### DESCRIPCIÓN DEL EJERCICIO
Cuenta cuántas líneas de las entradas que siguen contienen la palabra "windshield". Responde solo con el número.

==========

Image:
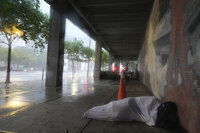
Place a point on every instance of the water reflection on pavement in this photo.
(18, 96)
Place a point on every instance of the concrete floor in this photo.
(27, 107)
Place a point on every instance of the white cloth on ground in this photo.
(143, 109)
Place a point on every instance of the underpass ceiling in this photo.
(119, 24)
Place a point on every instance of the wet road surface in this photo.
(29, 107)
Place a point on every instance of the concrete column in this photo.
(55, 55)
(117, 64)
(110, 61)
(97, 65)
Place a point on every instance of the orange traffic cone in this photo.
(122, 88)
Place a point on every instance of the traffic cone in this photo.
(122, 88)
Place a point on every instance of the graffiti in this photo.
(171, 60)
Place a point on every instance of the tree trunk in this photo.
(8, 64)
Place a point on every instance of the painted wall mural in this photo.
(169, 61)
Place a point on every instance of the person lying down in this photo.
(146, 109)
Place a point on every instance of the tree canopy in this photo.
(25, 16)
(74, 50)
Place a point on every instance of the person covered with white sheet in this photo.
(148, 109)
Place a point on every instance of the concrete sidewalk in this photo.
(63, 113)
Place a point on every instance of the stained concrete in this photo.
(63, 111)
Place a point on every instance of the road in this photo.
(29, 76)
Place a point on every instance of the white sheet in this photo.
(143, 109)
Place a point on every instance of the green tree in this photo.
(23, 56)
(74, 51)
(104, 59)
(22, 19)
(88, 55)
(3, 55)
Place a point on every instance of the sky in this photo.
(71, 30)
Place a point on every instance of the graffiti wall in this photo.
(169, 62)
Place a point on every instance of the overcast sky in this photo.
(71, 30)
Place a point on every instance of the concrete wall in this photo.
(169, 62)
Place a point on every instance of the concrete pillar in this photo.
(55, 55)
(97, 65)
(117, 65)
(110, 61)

==========

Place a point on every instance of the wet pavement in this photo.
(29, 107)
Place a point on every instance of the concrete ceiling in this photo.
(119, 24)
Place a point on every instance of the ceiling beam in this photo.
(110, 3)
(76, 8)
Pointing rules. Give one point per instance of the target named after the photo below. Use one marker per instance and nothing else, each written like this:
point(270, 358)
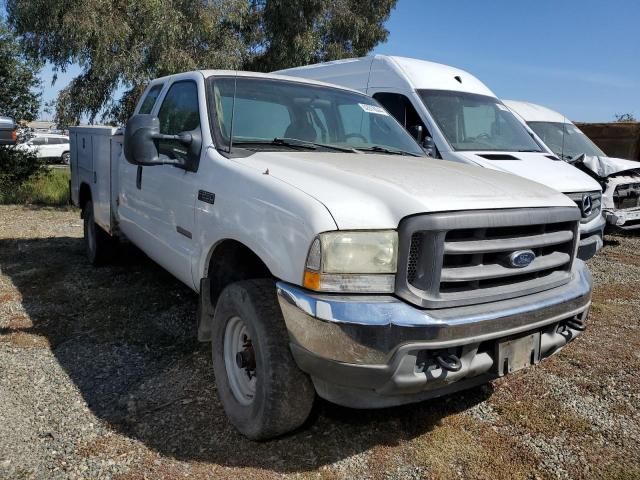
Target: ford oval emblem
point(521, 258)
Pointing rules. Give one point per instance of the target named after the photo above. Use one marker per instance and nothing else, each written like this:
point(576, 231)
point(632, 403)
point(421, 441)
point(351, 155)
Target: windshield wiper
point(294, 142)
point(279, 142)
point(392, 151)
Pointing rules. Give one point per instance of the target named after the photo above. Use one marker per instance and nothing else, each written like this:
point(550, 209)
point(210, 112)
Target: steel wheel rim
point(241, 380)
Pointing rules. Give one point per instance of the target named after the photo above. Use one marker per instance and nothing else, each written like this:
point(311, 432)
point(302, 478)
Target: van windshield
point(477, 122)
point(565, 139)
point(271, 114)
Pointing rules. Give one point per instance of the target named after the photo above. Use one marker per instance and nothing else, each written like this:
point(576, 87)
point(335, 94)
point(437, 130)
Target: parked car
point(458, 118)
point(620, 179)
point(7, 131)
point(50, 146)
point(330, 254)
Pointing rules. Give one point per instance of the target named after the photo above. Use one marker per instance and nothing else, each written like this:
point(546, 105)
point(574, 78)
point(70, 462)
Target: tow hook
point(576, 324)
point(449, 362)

==========

### RESULTADO COMPLETO
2